Yine çok dinlenen başka bir kişi şarkısında cinsellikten bahsederken, gençlerin değişmesi gerektiğini sıklıkla vurgulamakta, gençlerin şuuraltlarına ince mesajlar göndermektedir. Ahlâkî yapılanmanın mühim bir safhası olan ergenlik döneminde, cinselliğin ön plâna çıkarılarak gençlerin his ve düşünce dünyalarında karmaşaya sebep olmak, telâfisi zor problemlere yol açabilir. Onların o safhada kazanmaları gereken karakter özelliklerini menfî yönde değiştirebilir. Nefsî arzuların ön plâna çıkarılması, neredeyse yabancı kültürdeki müzik türlerinin tamamında sözkonusudur. Nefsinin istekleri doğrultusunda bir hayat anlayışını empoze eden ve bunu bir kültür olarak aşılayan müzik türleri vardır. Bu müzikler, kişinin kılık kıyafetlerinden günlük hayat tarzına kadar birçok alanda yavaş ve sinsi bir değişikliğe sebebiyet verir. Önceleri 'Ben dinliyorum ama onlar gibi düşünmüyorum.' diyen gençler, zamanla onlar gibi giyinmeye ve düşünmeye başlar.
Amerika'da zenci şarkıcılar genelde nasıl Gangster-Rap denen müzik türüne sürüklenip onunla özdeşleştiriliyorsa, Almanya'da da yabancı, bilhassa Arap ve Türk gençleri de Gangster-Rap'a yönlendirilmektedir. Meselâ bu müzik türünde rapçilerin şarkılarında genellikle cinsellik, şiddet, alkol ve uyuşturucu konu edilmektedir. Hattâ bazı rapçilerin müzik parçaları, aşırı şiddeti övdüğü için Almanya'da ancak 18 yaş üzerindekilere satılabilmektedir. Her ne kadar sözkonusu şarkıcılar, gençlerin problemlerini işliyorlar gibi görünse de, hiçbiri kişilik açısından örnek oluşturabilecek kişiler değildir. Gençlere mesuliyet duygusu verecek hiçbir husus, bu müziklerde mevzubahis edilmemektedir. Aksine bu tür müzikler, gençleri sadece öfke kusan, başkaldıran, birilerine isyan eden, sosyal sorumluluk üstlenmeyen, başarısızlığı meşrulaştıran ve böylece deşarj olup, rahatlayan bir ruh hâletine itmektedir.

Kaydedilmiş veriler:
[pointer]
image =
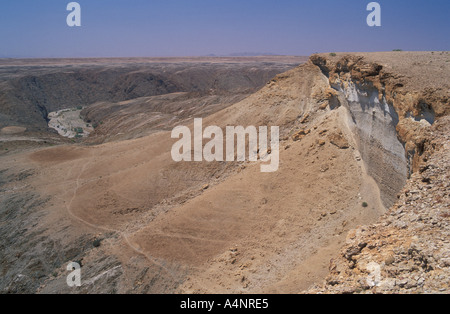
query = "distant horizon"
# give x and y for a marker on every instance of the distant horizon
(200, 28)
(219, 56)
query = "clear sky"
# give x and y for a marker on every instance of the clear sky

Alıştırma koşulları:
1 - Müzik ve gençlik metnindeki "Amerika'da zenci şarkıcılar" sözlerinden başlayıp "ruh hâletine itmektedir." sözleri de dahil olmak üzere bölümü hiç değiştirmeden geri verin.
2 - Müzik ve gençlik metnine göre şu ifadelerin her biri için evet ya da hayır deyin ve kararı belirleyen sözleri metinden tırnak içinde aynen aktarın: (a) Almanya'da bazı rapçilerin parçaları yalnızca 18 yaş üzerindekilere satılabilmektedir. (b) Gangster-Rap şarkıcıları gençlere kişilik açısından örnek oluşturmaktadır. (c) Nefsî arzuların ön plâna çıkarılması, yabancı kültürdeki müzik türlerinin yalnızca küçük bir kısmında görülür.
3 - Müzik ve gençlik metnini son cümlesinden sonrasını yazarak sürdürün.
Satırlar, müzik ve gençlik metninden ayrı bir malzemedir.

Cevap listesi:
1 -
Amerika'da zenci şarkıcılar genelde nasıl Gangster-Rap denen müzik türüne sürüklenip onunla özdeşleştiriliyorsa, Almanya'da da yabancı, bilhassa Arap ve Türk gençleri de Gangster-Rap'a yönlendirilmektedir. Meselâ bu müzik türünde rapçilerin şarkılarında genellikle cinsellik, şiddet, alkol ve uyuşturucu konu edilmektedir. Hattâ bazı rapçilerin müzik parçaları, aşırı şiddeti övdüğü için Almanya'da ancak 18 yaş üzerindekilere satılabilmektedir. Her ne kadar sözkonusu şarkıcılar, gençlerin problemlerini işliyorlar gibi görünse de, hiçbiri kişilik açısından örnek oluşturabilecek kişiler değildir. Gençlere mesuliyet duygusu verecek hiçbir husus, bu müziklerde mevzubahis edilmemektedir. Aksine bu tür müzikler, gençleri sadece öfke kusan, başkaldıran, birilerine isyan eden, sosyal sorumluluk üstlenmeyen, başarısızlığı meşrulaştıran ve böylece deşarj olup, rahatlayan bir ruh hâletine itmektedir.

2 -
(a) Evet: "Hattâ bazı rapçilerin müzik parçaları, aşırı şiddeti övdüğü için Almanya'da ancak 18 yaş üzerindekilere satılabilmektedir."
(b) Hayır: "hiçbiri kişilik açısından örnek oluşturabilecek kişiler değildir."
(c) Hayır: "neredeyse yabancı kültürdeki müzik türlerinin tamamında sözkonusudur."

3 -
Türkiye'de de popüler müziğin ulaştığı noktaya bakıldığında benzer motifleri görmek mümkündür. Düşünmeyen, tüketen, bohem hayatını yücelten, sorumluluktan uzak, sadece ânı yaşayan genç profiline doğru gidildiğini söyleyebiliriz. Bu tür gençler, içinde bulundukları yerlerde asi, kurallara baş kaldıran, otorite ile çatışmalı, sürekli eleştiren bir karaktere bürünmektedir. Aile içi diyalogları, arkadaş münasebetleri bozulmakta ve okul başarıları düşmektedir.
Velhasıl popüler müziğin önü alınamayacağına göre, alternatif bir mûsikî kültürünün geliştirilmesine veya mevcut müziğimizin sevdirilmesine ihtiyaç vardır. Fıtratın boşluk kabul etmeyeceğinden hareketle, muhtevasıyla ve formatıyla bizim diyebileceğimiz müziğimizi oluşturmamız ve gençlerimiz arasında yaygınlaştırmamız gerekir. Ayrıca müziğin nefsî ve vicdan mekanizmasıyla ilgili yönlerinin de olduğu unutulmamalıdır. Dinlenilen parça, nefsî tatmine yönelik ve dinin ruhuna ters ise, bunun insanın mâneviyatına zarar vereceği unutulmamalıdır. Dinlenmek, rahatlamak maksadıyla müzikte de seçici davranıp, zararlı alışkanlıkları işlemeyen, insanın ruh dünyasını dinlendiren ve yücelten müzik türlerini ve parçalarını seçmek gerekir. Dinlediğimiz müzik türünün dinimize, kültü-rümüze, mâneviyatımıza, aile yapımıza, kişiliğimize uygun olup olmadığını öncelikli olarak kontrol etmeliyiz. Elbette bu kadar zengin kaynakları olan Anadolu kültürü, kendi mûsikîsini ortaya çıkarma ve bağrında yetişen nesline sevdirme kudretine sahiptir.